BEGIN DATA SUPPLIED

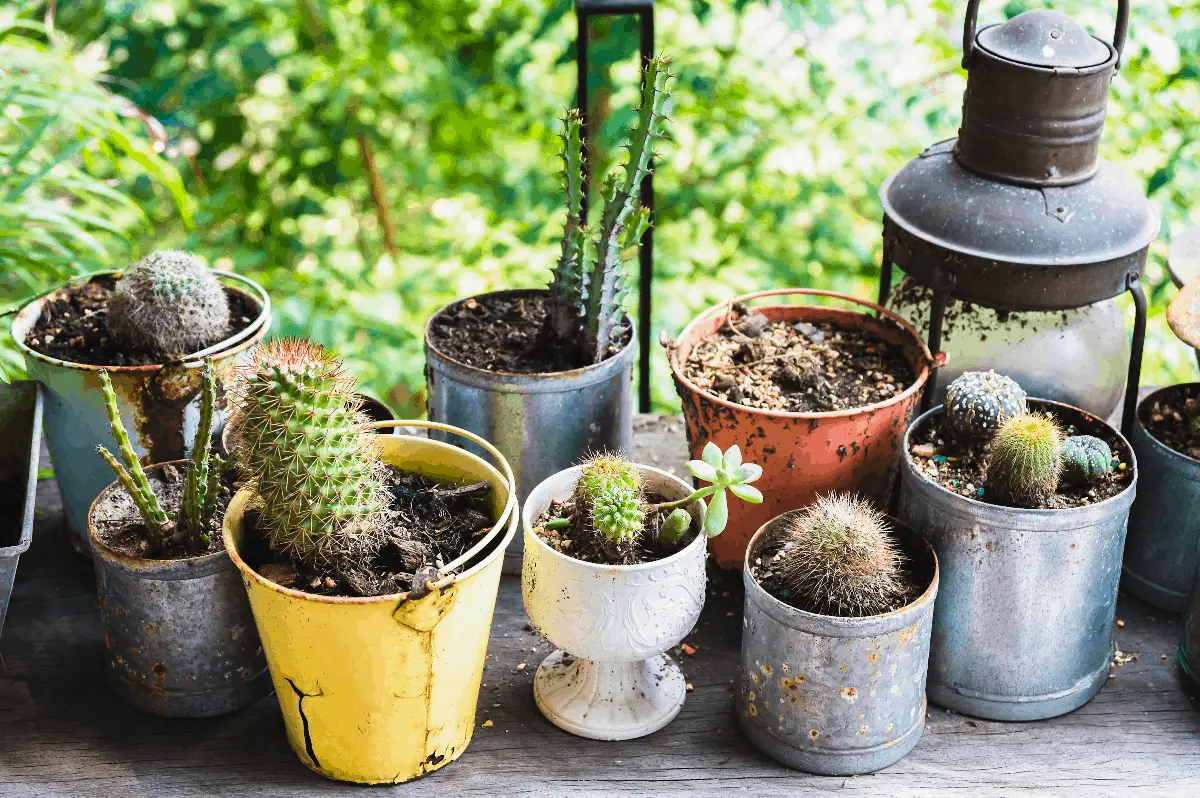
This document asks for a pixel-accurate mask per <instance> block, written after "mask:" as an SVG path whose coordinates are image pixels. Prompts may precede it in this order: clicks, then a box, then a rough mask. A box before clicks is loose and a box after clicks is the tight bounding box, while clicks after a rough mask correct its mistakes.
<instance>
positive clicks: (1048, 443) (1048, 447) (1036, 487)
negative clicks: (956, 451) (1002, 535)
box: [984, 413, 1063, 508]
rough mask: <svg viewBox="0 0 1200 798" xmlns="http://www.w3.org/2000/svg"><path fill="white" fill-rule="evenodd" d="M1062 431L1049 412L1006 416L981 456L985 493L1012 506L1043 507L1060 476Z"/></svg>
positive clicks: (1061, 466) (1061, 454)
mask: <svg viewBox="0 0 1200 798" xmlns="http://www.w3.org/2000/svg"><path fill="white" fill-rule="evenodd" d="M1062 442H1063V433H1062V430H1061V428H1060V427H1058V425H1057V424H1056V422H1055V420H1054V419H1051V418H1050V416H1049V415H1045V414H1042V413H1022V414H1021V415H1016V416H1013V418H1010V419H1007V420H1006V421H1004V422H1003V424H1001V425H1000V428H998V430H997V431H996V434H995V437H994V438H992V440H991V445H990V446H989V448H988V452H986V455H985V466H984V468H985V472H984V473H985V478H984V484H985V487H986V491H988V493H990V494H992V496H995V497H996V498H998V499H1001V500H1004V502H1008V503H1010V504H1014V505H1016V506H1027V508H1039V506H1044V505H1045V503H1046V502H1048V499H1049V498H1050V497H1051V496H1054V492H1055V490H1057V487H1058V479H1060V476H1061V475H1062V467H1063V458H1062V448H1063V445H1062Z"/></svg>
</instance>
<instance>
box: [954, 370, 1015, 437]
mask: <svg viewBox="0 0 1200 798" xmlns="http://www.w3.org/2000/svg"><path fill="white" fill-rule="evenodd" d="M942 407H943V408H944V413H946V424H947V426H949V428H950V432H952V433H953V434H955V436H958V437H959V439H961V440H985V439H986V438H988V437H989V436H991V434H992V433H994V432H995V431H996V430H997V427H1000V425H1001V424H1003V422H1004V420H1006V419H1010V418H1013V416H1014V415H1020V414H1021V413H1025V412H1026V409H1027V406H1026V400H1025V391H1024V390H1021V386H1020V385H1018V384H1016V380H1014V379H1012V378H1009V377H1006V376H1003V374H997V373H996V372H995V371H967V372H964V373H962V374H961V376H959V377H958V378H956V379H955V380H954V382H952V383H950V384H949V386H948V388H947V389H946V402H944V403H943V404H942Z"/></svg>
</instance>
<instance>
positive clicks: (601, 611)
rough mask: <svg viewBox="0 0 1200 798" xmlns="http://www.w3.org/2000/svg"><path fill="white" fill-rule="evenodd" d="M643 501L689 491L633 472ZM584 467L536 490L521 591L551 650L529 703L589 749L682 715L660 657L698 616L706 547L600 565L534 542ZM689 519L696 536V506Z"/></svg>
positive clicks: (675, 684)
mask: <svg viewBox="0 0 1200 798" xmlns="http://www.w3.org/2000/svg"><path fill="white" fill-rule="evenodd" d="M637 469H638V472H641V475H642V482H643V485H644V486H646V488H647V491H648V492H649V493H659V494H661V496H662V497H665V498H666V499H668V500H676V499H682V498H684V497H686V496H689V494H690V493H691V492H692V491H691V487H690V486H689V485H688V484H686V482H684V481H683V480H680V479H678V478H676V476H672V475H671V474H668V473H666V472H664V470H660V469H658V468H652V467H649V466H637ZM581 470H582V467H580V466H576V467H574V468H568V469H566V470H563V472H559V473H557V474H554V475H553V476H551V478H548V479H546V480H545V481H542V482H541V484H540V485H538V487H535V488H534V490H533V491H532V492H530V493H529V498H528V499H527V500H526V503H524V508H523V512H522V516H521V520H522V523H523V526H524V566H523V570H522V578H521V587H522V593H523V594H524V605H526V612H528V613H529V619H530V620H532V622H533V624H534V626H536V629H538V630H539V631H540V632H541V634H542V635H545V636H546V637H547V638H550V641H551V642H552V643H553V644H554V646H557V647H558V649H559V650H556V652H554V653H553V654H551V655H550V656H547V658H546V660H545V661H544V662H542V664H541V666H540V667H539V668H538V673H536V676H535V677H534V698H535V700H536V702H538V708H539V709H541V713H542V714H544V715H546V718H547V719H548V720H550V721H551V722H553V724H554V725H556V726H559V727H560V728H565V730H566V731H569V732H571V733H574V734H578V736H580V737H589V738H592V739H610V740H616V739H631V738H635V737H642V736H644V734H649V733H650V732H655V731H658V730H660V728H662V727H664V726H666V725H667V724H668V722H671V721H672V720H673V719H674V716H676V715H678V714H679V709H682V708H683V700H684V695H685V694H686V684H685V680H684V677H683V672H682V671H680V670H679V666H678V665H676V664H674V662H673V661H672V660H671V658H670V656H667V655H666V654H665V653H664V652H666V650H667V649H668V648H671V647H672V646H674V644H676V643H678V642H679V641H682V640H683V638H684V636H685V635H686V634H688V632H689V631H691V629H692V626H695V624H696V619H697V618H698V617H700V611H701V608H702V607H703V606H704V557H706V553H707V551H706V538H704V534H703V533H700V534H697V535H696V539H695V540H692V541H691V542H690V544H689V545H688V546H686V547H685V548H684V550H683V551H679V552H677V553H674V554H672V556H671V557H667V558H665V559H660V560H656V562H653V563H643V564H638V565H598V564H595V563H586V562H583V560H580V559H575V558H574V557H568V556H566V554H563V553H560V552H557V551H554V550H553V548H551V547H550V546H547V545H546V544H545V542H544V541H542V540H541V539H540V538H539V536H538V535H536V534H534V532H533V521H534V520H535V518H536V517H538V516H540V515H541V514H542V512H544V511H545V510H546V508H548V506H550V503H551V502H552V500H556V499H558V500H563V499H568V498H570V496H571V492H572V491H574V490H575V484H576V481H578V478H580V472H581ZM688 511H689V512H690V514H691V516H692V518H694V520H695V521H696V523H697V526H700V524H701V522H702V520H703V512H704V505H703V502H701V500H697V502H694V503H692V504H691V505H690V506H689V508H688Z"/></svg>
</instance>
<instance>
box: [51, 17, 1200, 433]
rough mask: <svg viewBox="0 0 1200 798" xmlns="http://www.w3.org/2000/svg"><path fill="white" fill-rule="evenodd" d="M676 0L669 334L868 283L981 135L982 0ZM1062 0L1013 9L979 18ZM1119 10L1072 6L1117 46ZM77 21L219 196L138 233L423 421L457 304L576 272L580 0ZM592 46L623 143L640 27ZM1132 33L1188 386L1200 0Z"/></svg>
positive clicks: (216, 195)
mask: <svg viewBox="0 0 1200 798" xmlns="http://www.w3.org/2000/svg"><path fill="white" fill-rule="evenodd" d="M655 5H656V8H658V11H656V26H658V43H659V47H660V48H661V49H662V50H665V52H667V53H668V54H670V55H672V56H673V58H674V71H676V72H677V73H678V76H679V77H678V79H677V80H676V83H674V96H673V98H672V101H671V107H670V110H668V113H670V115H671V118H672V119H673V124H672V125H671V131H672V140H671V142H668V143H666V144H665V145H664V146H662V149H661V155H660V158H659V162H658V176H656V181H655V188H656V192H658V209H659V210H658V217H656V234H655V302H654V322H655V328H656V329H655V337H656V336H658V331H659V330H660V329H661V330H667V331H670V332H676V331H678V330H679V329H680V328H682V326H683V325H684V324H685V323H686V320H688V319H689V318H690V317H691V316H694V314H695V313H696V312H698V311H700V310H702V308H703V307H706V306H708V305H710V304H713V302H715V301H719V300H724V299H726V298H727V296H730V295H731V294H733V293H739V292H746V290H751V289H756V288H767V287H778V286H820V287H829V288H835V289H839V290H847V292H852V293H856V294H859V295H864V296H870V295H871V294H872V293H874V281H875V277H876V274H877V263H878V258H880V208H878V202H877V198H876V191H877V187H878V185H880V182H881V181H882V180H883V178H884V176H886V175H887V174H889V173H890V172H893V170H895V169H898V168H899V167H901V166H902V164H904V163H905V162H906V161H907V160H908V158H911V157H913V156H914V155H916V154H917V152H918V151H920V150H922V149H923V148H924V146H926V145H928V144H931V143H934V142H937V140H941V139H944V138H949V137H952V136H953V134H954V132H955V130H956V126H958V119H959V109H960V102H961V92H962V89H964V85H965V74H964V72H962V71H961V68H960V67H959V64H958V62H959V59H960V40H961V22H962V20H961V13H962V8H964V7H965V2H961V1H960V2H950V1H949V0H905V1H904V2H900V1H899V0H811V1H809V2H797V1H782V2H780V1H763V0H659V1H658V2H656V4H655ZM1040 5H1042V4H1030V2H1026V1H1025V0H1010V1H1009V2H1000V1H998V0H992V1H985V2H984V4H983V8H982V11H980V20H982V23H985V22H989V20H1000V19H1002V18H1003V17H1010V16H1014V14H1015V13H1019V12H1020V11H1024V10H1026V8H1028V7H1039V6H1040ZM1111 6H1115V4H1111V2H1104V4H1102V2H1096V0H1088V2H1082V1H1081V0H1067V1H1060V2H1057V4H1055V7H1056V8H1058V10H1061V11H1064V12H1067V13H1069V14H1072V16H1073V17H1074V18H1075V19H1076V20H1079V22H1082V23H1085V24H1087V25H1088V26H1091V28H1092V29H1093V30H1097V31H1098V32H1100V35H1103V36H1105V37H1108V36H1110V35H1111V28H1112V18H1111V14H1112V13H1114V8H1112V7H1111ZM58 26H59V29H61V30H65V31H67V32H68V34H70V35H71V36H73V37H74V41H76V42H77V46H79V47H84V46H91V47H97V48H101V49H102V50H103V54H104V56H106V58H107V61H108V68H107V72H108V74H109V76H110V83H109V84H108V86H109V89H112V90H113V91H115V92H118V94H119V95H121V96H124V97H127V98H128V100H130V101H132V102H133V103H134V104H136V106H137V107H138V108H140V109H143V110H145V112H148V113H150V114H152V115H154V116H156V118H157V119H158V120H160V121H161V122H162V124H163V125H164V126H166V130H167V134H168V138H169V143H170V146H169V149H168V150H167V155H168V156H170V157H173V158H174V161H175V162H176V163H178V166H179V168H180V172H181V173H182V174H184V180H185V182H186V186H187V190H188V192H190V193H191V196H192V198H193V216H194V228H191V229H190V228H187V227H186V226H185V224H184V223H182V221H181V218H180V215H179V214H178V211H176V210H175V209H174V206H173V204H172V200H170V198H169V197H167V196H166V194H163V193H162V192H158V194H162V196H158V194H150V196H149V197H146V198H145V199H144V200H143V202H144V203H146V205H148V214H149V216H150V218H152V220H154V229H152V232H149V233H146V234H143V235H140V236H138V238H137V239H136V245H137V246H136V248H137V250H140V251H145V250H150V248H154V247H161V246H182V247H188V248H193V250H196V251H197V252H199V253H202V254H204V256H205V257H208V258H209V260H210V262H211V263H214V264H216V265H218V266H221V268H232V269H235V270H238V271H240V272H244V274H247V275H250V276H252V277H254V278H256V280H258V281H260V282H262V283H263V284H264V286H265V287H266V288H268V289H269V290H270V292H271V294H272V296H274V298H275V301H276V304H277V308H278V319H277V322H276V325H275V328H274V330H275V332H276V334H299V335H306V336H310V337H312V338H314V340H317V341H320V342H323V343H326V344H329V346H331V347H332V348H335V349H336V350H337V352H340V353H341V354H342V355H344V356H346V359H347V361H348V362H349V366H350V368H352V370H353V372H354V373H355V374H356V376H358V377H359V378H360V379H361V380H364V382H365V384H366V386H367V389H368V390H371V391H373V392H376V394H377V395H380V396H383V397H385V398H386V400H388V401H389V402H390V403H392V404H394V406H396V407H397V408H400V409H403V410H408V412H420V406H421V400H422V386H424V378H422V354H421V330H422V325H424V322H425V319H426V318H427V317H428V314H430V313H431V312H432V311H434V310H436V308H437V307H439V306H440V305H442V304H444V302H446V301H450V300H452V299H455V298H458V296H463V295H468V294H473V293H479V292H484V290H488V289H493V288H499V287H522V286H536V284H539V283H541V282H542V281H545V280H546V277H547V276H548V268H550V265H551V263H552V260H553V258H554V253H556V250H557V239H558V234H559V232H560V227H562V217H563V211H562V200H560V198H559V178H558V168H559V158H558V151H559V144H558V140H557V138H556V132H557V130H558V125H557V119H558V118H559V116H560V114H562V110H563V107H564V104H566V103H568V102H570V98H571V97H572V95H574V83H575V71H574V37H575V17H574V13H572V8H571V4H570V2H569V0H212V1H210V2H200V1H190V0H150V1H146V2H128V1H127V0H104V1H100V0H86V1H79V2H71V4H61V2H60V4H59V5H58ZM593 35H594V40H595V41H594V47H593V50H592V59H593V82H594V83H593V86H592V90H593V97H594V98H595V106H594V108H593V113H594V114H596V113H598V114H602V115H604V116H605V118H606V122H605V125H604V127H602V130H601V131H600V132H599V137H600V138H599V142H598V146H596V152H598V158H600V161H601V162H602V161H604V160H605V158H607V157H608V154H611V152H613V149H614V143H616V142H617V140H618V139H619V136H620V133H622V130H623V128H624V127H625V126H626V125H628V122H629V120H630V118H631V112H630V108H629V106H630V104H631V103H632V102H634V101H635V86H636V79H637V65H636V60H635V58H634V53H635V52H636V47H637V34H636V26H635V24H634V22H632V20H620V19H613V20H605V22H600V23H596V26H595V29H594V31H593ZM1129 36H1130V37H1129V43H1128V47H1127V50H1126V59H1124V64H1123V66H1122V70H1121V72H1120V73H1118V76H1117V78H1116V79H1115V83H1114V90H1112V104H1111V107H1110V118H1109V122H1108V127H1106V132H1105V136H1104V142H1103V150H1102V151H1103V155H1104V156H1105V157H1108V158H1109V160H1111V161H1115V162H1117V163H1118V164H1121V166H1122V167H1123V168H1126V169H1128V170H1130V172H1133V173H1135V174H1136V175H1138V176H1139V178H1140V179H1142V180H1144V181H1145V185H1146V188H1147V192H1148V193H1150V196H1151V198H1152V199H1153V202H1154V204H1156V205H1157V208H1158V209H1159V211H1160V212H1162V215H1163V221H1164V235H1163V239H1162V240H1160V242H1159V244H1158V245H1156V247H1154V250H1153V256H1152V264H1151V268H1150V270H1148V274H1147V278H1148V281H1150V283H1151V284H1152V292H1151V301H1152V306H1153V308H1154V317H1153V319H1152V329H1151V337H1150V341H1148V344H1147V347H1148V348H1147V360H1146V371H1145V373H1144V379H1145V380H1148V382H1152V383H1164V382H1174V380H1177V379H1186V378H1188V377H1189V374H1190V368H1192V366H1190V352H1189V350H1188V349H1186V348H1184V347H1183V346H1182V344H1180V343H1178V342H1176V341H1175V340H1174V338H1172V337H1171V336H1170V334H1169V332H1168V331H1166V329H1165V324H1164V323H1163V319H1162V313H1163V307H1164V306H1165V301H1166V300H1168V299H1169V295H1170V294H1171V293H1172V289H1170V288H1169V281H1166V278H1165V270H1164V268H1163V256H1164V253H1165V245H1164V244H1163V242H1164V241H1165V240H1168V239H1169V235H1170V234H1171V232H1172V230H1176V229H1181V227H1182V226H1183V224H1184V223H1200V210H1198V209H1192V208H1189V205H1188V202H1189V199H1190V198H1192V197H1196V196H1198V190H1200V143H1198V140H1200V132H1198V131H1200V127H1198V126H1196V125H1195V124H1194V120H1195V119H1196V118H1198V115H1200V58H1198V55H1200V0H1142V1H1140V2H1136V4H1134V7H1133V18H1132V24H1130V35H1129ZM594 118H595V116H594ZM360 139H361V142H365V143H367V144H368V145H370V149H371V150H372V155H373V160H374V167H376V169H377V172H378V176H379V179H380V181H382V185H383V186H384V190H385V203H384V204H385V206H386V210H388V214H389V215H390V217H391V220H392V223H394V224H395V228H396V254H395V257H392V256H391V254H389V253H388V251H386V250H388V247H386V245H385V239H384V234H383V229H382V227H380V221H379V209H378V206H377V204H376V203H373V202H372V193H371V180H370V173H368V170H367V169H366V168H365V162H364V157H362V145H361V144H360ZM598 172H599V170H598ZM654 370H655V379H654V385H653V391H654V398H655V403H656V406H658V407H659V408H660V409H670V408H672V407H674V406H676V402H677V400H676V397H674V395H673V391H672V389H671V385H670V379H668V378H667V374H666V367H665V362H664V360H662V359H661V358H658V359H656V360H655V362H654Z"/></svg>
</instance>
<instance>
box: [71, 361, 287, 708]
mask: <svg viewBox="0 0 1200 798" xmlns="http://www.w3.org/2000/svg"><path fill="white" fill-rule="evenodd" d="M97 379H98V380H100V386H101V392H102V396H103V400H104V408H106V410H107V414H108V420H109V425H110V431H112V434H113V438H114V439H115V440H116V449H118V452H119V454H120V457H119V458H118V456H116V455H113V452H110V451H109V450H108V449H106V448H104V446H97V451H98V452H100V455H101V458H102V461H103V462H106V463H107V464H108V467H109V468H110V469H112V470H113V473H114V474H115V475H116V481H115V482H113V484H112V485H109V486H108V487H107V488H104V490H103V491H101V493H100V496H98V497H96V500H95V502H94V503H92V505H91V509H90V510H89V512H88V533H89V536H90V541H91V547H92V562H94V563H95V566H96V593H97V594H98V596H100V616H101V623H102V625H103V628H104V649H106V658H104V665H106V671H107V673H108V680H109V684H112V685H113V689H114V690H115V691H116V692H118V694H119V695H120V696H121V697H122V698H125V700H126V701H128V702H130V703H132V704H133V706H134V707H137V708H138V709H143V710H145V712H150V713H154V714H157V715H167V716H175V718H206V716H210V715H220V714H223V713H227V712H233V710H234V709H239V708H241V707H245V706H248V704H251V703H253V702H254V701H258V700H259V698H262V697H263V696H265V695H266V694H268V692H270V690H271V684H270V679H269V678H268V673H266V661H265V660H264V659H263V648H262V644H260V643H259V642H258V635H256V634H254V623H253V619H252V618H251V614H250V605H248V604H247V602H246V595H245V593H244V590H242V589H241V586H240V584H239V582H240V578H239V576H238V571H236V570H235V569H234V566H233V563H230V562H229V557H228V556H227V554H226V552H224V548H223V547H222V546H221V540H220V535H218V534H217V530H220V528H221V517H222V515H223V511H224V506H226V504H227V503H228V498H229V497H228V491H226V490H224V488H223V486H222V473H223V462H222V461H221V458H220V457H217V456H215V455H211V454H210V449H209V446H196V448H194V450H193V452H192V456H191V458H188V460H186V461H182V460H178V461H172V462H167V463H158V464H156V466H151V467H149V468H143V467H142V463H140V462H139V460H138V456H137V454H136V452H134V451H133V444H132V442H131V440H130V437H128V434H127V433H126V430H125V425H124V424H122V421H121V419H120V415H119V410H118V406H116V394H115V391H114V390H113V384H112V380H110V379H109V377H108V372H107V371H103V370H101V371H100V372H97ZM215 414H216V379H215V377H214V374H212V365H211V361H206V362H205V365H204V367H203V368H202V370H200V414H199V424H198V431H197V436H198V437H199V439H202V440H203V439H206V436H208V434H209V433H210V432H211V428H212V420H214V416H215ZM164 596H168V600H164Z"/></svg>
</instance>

END DATA SUPPLIED

- **INSTRUCTION**: Reproduce the stretch of the items from their start through the line that contains "box: [984, 413, 1063, 508]", leaving out the pictures.

- **YOUR RESPONSE**:
This document asks for a pixel-accurate mask per <instance> block, written after "mask:" as an SVG path whose coordinates are image pixels. Prompts may precede it in this order: clicks, then a box, then a rough mask. A box before clicks is loose and a box after clicks is the tight bounding box, while clicks after a rough mask correct its mistakes.
<instance>
positive clicks: (1048, 443) (1048, 447) (1036, 487)
negative clicks: (956, 451) (1002, 535)
box: [984, 413, 1063, 508]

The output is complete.